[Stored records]
- - - -

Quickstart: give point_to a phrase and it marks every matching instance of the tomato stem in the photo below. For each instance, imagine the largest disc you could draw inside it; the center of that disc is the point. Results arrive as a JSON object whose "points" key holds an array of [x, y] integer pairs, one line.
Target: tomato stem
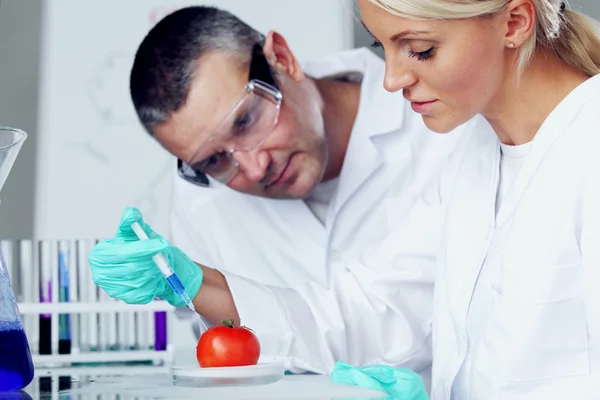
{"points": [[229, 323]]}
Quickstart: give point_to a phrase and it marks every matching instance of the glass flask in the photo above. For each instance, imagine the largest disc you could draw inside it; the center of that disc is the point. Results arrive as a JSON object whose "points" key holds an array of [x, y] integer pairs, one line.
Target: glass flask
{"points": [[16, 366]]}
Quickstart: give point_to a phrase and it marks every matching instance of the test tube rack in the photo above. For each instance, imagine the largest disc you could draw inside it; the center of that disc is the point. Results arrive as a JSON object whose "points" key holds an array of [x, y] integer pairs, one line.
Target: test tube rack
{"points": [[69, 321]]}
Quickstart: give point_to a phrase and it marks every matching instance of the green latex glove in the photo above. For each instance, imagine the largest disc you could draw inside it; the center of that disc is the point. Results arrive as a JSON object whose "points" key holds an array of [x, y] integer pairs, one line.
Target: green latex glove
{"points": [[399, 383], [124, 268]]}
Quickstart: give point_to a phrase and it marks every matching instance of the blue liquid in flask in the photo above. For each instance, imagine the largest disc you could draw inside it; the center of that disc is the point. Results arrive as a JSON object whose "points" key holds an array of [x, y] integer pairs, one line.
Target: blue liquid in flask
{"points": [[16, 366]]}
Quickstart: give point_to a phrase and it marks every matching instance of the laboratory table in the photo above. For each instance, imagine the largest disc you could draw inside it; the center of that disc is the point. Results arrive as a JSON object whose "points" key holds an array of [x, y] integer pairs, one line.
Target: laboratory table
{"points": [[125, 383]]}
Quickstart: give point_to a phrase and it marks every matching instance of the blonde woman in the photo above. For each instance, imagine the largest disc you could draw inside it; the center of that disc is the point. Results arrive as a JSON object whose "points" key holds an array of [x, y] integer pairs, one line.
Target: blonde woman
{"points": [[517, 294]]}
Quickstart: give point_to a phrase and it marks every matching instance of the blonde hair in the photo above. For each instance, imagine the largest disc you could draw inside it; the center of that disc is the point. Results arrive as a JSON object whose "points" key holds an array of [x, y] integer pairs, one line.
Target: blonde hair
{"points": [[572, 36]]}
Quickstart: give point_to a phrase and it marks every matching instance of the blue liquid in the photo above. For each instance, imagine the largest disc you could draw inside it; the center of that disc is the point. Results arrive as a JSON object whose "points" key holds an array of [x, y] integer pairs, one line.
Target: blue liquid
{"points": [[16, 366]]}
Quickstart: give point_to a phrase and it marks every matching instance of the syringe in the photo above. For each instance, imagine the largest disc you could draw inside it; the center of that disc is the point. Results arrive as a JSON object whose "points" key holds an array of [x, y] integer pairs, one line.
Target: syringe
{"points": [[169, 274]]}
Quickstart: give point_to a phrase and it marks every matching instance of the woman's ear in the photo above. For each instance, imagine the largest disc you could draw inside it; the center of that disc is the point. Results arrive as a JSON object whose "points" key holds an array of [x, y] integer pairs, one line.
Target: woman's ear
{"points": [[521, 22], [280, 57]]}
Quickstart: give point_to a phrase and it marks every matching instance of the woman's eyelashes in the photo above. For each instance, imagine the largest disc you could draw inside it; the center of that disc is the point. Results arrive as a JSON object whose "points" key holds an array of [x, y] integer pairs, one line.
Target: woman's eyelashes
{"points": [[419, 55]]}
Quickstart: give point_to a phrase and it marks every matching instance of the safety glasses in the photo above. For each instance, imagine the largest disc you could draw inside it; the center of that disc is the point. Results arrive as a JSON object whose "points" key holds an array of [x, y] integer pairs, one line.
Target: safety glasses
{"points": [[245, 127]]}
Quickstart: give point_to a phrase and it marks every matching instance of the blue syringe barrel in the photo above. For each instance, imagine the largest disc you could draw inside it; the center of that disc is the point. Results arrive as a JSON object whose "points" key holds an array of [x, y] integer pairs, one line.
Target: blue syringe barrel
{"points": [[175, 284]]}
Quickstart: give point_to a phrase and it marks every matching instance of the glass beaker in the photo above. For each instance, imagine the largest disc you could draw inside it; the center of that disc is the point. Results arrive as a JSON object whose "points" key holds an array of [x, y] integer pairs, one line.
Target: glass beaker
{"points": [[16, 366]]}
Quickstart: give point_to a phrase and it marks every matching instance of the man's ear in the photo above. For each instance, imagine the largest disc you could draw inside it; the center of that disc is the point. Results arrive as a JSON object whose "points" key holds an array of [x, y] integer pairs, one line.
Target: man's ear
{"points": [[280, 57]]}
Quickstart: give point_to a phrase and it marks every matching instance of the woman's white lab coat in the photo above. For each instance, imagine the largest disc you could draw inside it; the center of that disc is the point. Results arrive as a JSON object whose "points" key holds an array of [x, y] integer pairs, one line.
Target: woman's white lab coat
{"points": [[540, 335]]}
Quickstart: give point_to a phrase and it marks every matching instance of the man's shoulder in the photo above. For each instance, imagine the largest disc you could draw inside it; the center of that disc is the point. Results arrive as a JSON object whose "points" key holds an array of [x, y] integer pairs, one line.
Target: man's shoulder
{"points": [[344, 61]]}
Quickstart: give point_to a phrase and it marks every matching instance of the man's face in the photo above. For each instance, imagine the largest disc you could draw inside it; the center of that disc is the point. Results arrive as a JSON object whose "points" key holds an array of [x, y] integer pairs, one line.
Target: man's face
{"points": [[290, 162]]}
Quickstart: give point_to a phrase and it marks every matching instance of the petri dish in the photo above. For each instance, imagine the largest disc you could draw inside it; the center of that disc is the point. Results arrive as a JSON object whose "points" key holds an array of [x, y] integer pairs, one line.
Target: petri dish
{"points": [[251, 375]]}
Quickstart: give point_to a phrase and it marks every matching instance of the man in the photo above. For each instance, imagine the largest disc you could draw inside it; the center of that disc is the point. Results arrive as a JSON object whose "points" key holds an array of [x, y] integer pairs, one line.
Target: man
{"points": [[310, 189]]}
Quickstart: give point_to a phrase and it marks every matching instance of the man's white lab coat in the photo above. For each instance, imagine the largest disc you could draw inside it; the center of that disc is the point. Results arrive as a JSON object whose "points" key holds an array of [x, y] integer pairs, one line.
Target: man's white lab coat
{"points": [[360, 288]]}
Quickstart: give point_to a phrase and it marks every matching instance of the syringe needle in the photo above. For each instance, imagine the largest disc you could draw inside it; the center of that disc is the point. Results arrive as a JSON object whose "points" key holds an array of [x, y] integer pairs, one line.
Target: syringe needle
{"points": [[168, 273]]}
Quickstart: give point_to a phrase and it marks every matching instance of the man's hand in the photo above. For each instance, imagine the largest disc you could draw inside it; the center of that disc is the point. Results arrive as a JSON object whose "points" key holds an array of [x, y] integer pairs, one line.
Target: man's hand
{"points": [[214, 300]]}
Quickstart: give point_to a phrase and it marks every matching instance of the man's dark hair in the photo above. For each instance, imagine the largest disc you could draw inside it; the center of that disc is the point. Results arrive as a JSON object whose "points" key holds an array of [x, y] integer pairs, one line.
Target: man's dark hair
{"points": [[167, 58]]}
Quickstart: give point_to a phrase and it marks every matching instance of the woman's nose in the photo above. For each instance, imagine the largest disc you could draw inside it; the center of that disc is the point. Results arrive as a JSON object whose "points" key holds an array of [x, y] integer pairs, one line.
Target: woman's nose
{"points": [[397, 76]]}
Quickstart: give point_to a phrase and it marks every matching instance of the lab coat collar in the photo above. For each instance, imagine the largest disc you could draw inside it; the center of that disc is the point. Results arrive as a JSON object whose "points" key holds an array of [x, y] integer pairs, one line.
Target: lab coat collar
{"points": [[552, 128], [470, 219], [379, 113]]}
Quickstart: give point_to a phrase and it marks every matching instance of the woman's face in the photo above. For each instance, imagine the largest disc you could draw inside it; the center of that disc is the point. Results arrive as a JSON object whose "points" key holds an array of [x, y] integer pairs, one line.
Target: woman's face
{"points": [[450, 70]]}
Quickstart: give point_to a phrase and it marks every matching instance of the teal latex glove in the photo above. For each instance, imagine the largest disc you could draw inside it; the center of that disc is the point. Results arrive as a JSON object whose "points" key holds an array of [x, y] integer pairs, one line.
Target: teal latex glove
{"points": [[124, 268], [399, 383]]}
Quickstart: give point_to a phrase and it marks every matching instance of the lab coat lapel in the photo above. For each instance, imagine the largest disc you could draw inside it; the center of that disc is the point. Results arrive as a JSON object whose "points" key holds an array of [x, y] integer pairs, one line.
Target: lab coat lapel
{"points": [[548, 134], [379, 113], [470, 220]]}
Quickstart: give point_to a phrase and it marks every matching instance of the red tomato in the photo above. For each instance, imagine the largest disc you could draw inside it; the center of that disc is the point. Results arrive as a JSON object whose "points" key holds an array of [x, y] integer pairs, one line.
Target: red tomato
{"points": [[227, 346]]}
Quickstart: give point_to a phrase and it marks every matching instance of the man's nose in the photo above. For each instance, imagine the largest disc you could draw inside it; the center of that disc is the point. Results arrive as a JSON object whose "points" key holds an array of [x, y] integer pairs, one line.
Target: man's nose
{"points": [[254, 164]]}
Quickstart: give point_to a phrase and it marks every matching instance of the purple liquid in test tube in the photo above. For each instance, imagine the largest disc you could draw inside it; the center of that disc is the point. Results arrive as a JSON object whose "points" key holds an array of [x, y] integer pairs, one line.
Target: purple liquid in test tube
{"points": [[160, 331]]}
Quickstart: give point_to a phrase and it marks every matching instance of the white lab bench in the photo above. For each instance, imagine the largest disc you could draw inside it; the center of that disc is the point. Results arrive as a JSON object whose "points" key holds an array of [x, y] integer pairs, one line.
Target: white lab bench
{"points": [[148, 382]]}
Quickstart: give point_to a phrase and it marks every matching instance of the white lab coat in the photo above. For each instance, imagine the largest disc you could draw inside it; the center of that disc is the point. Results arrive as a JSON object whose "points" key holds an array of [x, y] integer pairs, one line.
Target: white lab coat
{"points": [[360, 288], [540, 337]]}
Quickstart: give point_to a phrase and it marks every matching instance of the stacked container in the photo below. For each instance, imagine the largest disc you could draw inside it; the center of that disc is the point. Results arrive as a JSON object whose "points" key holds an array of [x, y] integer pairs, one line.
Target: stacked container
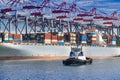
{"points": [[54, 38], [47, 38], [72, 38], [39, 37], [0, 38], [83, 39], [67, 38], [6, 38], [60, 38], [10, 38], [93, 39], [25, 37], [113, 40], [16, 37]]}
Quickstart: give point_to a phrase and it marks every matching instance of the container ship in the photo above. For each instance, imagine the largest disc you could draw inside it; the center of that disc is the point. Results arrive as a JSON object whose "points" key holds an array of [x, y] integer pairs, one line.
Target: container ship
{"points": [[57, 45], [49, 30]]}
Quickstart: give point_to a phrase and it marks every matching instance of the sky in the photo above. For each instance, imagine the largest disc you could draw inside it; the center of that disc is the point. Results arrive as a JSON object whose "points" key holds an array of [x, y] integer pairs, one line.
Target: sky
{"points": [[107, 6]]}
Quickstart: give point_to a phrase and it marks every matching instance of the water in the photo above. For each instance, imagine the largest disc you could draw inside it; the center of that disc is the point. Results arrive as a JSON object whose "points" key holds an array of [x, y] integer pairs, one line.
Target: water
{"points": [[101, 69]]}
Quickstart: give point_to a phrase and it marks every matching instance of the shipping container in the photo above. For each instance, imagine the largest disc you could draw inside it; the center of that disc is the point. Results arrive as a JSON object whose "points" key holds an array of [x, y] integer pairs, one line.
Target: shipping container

- - - -

STATED EXERCISE:
Extract exactly the lines from the one containing "of the stacked" through the last line of the records above, both included, and leave out the pictures.

RESULT OF THIS TASK:
Quickstart: give point_to a phrase and it marks every matching instance of the stacked container in the photo below. For each instance, imagine the largest disc you could draw inside it; the center of that disc is the point. Results arrive as a JSON object whose "points" key holds an array of [x, y] integer pairs, one line.
Target: stacked container
{"points": [[54, 38], [47, 38], [72, 38], [39, 37], [0, 38], [83, 39], [67, 38], [6, 38], [60, 38], [10, 38], [93, 39], [25, 37], [113, 40], [16, 37]]}
Quickstart: give point_to a phrase and it marks every matching instance of the container ship in the photo above. For each instance, imagine the largest disc you could draw inside it; the center of that disc is the point. Results arrive as a JSON object whose "points" key holds an array of [x, y] integer pairs, one line.
Target: container ship
{"points": [[57, 45], [49, 30]]}
Quickstart: give point_to a phrase and it marks every matching instance of the sky in the photo above. For each instance, imagine the largest disc you could draw inside it; the center of that disc is the point. Results arrive as a JSON object whose "points" key holds an array of [x, y] integer pairs, one line.
Target: sky
{"points": [[107, 6]]}
Quickstart: give point_to a phrase and it marks every matching instance of the water in the photo above. For each instance, imagine the largest disc you could draw inside it; the center of that disc is the point. Results arrive as a JSON object whose "points" key holds an array of [x, y] integer pairs, one line.
Target: water
{"points": [[101, 69]]}
Quickstart: give point_to a phrase and it marks every matching instance of the shipping container in the photo above. For each instance, imagine the largest disc you could draw inside it; the center of that disc is the point. Results arrive as a JSON object whose "points" key holds an array of [x, y] integer pairs, one line.
Target: shipping container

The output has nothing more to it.